#### Dataset records:
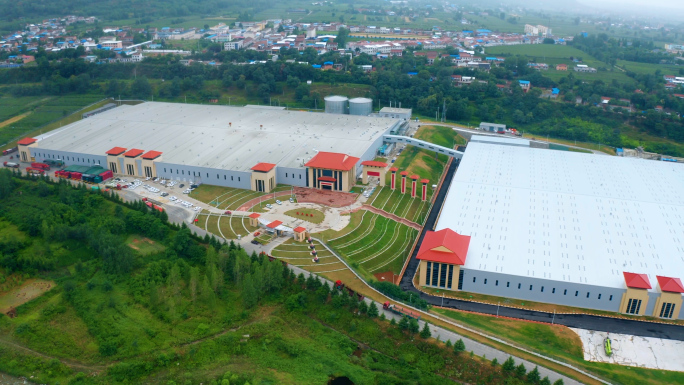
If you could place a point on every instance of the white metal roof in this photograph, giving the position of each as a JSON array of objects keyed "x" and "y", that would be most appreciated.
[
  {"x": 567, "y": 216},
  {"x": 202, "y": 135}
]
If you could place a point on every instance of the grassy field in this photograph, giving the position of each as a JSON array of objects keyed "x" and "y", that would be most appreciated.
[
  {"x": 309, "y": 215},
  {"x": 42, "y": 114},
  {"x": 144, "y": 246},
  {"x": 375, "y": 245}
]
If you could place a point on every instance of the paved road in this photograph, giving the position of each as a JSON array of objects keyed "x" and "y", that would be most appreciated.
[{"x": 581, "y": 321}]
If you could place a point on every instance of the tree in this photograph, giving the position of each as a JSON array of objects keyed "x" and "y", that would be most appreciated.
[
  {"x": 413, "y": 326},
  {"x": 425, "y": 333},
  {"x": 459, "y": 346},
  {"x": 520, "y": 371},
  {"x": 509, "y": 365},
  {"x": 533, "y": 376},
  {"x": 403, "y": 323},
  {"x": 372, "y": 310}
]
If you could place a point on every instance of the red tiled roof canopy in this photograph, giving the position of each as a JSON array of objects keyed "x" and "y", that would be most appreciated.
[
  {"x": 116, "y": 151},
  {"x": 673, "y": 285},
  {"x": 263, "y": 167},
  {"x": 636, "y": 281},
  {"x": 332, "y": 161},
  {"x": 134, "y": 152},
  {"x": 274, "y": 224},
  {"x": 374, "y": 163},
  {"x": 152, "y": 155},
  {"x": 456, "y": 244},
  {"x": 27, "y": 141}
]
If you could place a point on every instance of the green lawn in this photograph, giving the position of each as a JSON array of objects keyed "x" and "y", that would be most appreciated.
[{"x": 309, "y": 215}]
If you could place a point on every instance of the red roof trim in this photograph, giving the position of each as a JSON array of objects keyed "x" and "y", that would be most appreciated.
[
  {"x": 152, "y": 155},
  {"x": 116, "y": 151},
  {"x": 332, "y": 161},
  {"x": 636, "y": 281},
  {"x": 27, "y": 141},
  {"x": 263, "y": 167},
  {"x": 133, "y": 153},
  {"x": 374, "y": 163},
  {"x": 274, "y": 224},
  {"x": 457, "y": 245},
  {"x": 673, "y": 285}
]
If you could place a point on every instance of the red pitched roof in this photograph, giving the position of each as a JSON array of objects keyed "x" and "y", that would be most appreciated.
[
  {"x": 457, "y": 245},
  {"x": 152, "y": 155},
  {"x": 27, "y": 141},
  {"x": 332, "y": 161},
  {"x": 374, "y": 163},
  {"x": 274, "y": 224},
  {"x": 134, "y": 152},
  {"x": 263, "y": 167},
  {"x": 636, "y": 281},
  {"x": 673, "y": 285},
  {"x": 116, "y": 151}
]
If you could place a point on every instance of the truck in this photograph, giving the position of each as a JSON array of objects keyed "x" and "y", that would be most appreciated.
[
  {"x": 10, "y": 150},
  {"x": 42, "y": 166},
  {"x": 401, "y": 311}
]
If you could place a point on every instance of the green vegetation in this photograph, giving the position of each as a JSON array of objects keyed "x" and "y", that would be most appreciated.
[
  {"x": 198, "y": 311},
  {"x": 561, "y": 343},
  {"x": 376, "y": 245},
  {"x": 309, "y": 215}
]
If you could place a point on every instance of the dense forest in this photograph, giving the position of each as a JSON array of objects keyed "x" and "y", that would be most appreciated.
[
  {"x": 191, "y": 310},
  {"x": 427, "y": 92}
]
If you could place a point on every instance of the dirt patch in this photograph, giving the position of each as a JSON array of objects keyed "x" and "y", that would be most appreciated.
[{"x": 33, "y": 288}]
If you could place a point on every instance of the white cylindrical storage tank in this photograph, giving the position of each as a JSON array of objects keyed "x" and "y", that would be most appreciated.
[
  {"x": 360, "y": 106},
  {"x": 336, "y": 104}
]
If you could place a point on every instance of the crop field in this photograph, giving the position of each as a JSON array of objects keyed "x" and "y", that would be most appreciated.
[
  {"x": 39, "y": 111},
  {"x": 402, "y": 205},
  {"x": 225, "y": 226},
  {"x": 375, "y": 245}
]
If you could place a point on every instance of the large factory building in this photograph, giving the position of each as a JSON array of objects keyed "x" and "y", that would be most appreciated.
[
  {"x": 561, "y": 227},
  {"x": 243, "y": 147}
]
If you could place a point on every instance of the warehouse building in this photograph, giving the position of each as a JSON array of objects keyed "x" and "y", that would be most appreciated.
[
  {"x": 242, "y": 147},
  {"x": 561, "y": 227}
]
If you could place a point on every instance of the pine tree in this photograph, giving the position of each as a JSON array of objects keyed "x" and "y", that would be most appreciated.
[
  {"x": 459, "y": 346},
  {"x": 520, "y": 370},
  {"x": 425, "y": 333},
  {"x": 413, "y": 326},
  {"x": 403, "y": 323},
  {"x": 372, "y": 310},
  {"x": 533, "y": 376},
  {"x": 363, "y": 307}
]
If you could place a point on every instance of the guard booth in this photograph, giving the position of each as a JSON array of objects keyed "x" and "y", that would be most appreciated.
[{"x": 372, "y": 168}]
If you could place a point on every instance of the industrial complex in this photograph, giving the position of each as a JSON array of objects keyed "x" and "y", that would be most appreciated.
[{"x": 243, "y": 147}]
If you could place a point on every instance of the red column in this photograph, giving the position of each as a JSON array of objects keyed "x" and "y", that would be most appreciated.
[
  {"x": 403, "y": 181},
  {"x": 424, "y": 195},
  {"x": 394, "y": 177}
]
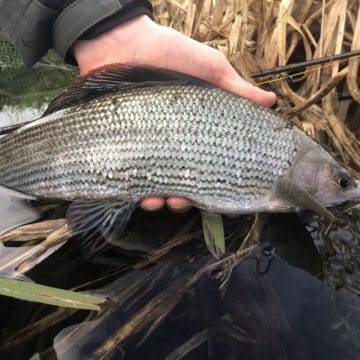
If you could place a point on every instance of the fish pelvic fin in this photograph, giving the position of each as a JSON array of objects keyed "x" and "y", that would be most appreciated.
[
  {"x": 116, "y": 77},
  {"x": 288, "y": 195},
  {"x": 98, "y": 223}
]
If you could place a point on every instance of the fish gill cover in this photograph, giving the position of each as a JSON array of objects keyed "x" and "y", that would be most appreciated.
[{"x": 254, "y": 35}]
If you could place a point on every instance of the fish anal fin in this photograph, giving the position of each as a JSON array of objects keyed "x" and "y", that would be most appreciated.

#### What to produce:
Leave out the pictures and return every record word for word.

#### Written solution:
If you could place a point on every instance of the white metal roof in this photograph, giving the position of each as a JSON array of objects keyed "x" and "y", that would be most appreciated.
[
  {"x": 567, "y": 216},
  {"x": 202, "y": 135}
]
If you could place a point on every instance of the grassy field in this photograph, giving the position of each as a JSON array of objects keyed "x" and "y", that would be most appreciated.
[
  {"x": 309, "y": 215},
  {"x": 42, "y": 114},
  {"x": 144, "y": 246},
  {"x": 375, "y": 245}
]
If you could place a point on every instance of the paved road in this photograph, giving the position of each as a JSON array of objects keyed "x" and "y", that would be most appreciated.
[{"x": 581, "y": 321}]
If you could place a point on every instance of the tree in this photograph, giving the position of each as a JSON array of objects keyed "x" and "y", that would be most appreciated.
[
  {"x": 413, "y": 326},
  {"x": 425, "y": 333},
  {"x": 459, "y": 346},
  {"x": 520, "y": 371},
  {"x": 509, "y": 365},
  {"x": 533, "y": 376},
  {"x": 403, "y": 323},
  {"x": 372, "y": 310}
]
If you could place a point on every instance of the red tiled roof canopy in this photograph, giving the position of each as a JSON array of objects keyed "x" and "y", that would be most appreciated.
[
  {"x": 116, "y": 151},
  {"x": 673, "y": 285},
  {"x": 263, "y": 167},
  {"x": 636, "y": 281},
  {"x": 332, "y": 161},
  {"x": 134, "y": 152},
  {"x": 274, "y": 224},
  {"x": 374, "y": 163},
  {"x": 152, "y": 155},
  {"x": 456, "y": 244},
  {"x": 27, "y": 141}
]
If you could place a point on every instance of the green lawn in this photograph, giving the position of each as a JSON array of objects keyed "x" and "y", that would be most appreciated.
[{"x": 309, "y": 215}]
If you could place a point on every instance of the red roof trim in this photograph, giving the position of each as a JSON array of objects keyed "x" and "y", that would be most appreciated.
[
  {"x": 152, "y": 155},
  {"x": 116, "y": 151},
  {"x": 332, "y": 161},
  {"x": 636, "y": 281},
  {"x": 27, "y": 141},
  {"x": 263, "y": 167},
  {"x": 133, "y": 153},
  {"x": 374, "y": 163},
  {"x": 274, "y": 224},
  {"x": 457, "y": 245},
  {"x": 673, "y": 285}
]
If you could place a point on every instance of the red pitched roof in this photograph, giving the position of each as a JSON array of objects keyed "x" and "y", that would be most appreciated.
[
  {"x": 457, "y": 245},
  {"x": 152, "y": 155},
  {"x": 27, "y": 141},
  {"x": 332, "y": 161},
  {"x": 374, "y": 163},
  {"x": 274, "y": 224},
  {"x": 134, "y": 152},
  {"x": 263, "y": 167},
  {"x": 636, "y": 281},
  {"x": 673, "y": 285},
  {"x": 116, "y": 151}
]
If you could place a point on every instance of the truck in this photograph, giving the position of each as a JSON array of objects keyed "x" and "y", that would be most appreciated.
[
  {"x": 10, "y": 150},
  {"x": 42, "y": 166},
  {"x": 401, "y": 311}
]
If you could place a point on every instance of the green vegetation in this photograph, giving the position of each as a JSON array of objects keyed "x" and "y", that would be most appreciated.
[
  {"x": 198, "y": 311},
  {"x": 561, "y": 343},
  {"x": 376, "y": 245},
  {"x": 309, "y": 215}
]
If you could place a point on every instance of the dense forest in this photograph, giving the position of each as a JSON array of objects keyed "x" and "y", that would be most appreciated.
[
  {"x": 191, "y": 310},
  {"x": 427, "y": 92}
]
If you could place a point on every instance of the dirt patch in this photograph, giving the position of each as a JSON array of objects keyed "x" and "y", that would be most appreciated.
[{"x": 33, "y": 288}]
If you could place a point on every instance of the white cylindrical storage tank in this photograph, giving the position of each as a JSON array of objects keyed "x" and "y", that would be most appreciated.
[
  {"x": 360, "y": 106},
  {"x": 336, "y": 104}
]
If you could place a point on every instance of the crop field in this photograph, giving the position of each as a JSON array of objects keyed "x" and "y", that would be most appreciated.
[
  {"x": 39, "y": 111},
  {"x": 402, "y": 205},
  {"x": 225, "y": 226},
  {"x": 375, "y": 245}
]
If you could place a point on every instance of the large factory building in this photograph, giving the position of each as a JSON array of objects keyed "x" and "y", that would be most appreciated.
[
  {"x": 561, "y": 227},
  {"x": 243, "y": 147}
]
If you could place a point on every instance of the warehouse building in this photograph, giving the position of each as a JSON array of objects keyed "x" and "y", that would be most appreciated.
[
  {"x": 242, "y": 147},
  {"x": 561, "y": 227}
]
If you could place a point on every instance of the pine tree in this photograph, giving the position of each as a JSON array of objects keyed "x" and "y", that would be most appreciated.
[
  {"x": 459, "y": 346},
  {"x": 520, "y": 370},
  {"x": 425, "y": 333},
  {"x": 413, "y": 326},
  {"x": 403, "y": 323},
  {"x": 372, "y": 310},
  {"x": 533, "y": 376},
  {"x": 363, "y": 307}
]
If you could place a point on every instance of the guard booth in this photograph, giving the position of each as a JSON array of objects keyed "x" and "y", that would be most appreciated.
[{"x": 372, "y": 168}]
If you could place a point on every instance of the industrial complex in this photograph, giving the position of each as a JSON array of objects keyed "x" and "y", that would be most appreciated.
[{"x": 243, "y": 147}]
If you could place a point on every instance of the red column in this photograph, giving the position of each as a JSON array of objects keyed "x" and "y", that would be most appreciated.
[
  {"x": 403, "y": 181},
  {"x": 424, "y": 195},
  {"x": 394, "y": 177}
]
If you could place a point on every instance of the fish pelvic fin in this photograph, giving the position of each as a JSON array of objects keyed "x" and "y", that would be most appreciated.
[
  {"x": 116, "y": 77},
  {"x": 288, "y": 195},
  {"x": 98, "y": 223}
]
If you could place a point on every instance of the fish gill cover in this photograph, giving the position of each as a JSON array of objects keyed "x" and "y", that would be most appreciated.
[{"x": 254, "y": 35}]
If you could place a point on every instance of the fish anal fin in this photograph, giving the position of each as a JSON array of objects keyed "x" and "y", that would be most appreciated.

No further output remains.